#### [Selection]
┄┄┄┄┄┄┄┄┄┄

A guest-first memory subsystem also provides clearer line of sight to
things like a dedicated memory pool (for slice-of-hardware VMs) and
elimination of "struct page" (for offload setups where userspace _never_
needs to mmap() guest memory).

More immediately, being able to map memory into KVM guests without mapping
said memory into the host is critical for Confidential VMs (CoCo VMs), the
initial use case for guest_memfd.  While AMD's SEV and Intel's TDX prevent
untrusted software from reading guest private data by encrypting guest
memory with a key that isn't usable by the untrusted host, projects such
as Protected KVM (pKVM) provide confidentiality and integrity *without*
relying on memory encryption.  And with SEV-SNP and TDX, accessing guest
private memory can be fatal to the host, i.e. KVM must be prevent host
userspace from accessing guest memory irrespective of hardware behavior.

Attempt #1 to support CoCo VMs was to add a VMA flag to mark memory as
being mappable only by KVM (or a similarly enlightened kernel subsystem).
That approach was abandoned largely due to it needing to play games with
PROT_NONE to prevent userspace from accessing guest memory.

Attempt #2 to was to usurp PG_hwpoison to prevent the host from mapping
guest private memory into userspace, but that approach failed to meet
several requirements for software-based CoCo VMs, e.g. pKVM, as the kernel
wouldn't easily be able to enforce a 1:1 page:guest association, let alone
a 1:1 pfn:gfn mapping.  And using PG_hwpoison does not work for memory
that isn't backed by 'struct page', e.g. if devices gain support for
exposing encrypted memory regions to guests.

Attempt #3 was to extend the memfd() syscall and wrap shmem to provide
dedicated file-based guest memory.  That approach made it as far as v10
before feedback from Hugh Dickins and Christian Brauner (and others) led
to it demise.

Hugh's objection was that piggybacking shmem made no sense for KVM's use
case as KVM didn't actually *want* the features provided by shmem.  I.e.

┄┄┄┄┄┄┄┄┄┄

#### [Provided material]
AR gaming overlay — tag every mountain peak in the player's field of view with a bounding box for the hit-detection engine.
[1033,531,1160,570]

┄┄┄┄┄┄┄┄┄┄

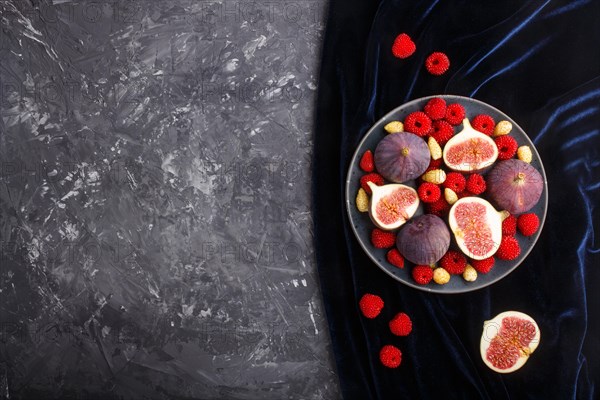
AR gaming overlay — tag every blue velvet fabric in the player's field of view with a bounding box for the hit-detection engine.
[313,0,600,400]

┄┄┄┄┄┄┄┄┄┄

#### [Stated goal 1]
Can you quote the guest memory passage word for word, everything from "More immediately, being" down to "of hardware behavior."?
#### [Stated goal 2]
In the guest memory passage, whose feedback led to the demise of Attempt #3?
Nothing in the listing is needed here.

#### [Exercise result 1]
More immediately, being able to map memory into KVM guests without mapping
said memory into the host is critical for Confidential VMs (CoCo VMs), the
initial use case for guest_memfd.  While AMD's SEV and Intel's TDX prevent
untrusted software from reading guest private data by encrypting guest
memory with a key that isn't usable by the untrusted host, projects such
as Protected KVM (pKVM) provide confidentiality and integrity *without*
relying on memory encryption.  And with SEV-SNP and TDX, accessing guest
private memory can be fatal to the host, i.e. KVM must be prevent host
userspace from accessing guest memory irrespective of hardware behavior.

#### [Exercise result 2]
Hugh Dickins and Christian Brauner, among others.